TASK STATEMENT:
Which lines have the string "upper"? Copy all of them from the entries below.

INPUT RECORDS:
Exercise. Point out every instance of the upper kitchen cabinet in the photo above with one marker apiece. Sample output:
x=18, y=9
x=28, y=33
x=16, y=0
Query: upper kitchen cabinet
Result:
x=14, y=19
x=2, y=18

RESULT OF THIS EXERCISE:
Exercise. Point out every instance of the upper kitchen cabinet in the photo above with one marker apiece. Sample output:
Query: upper kitchen cabinet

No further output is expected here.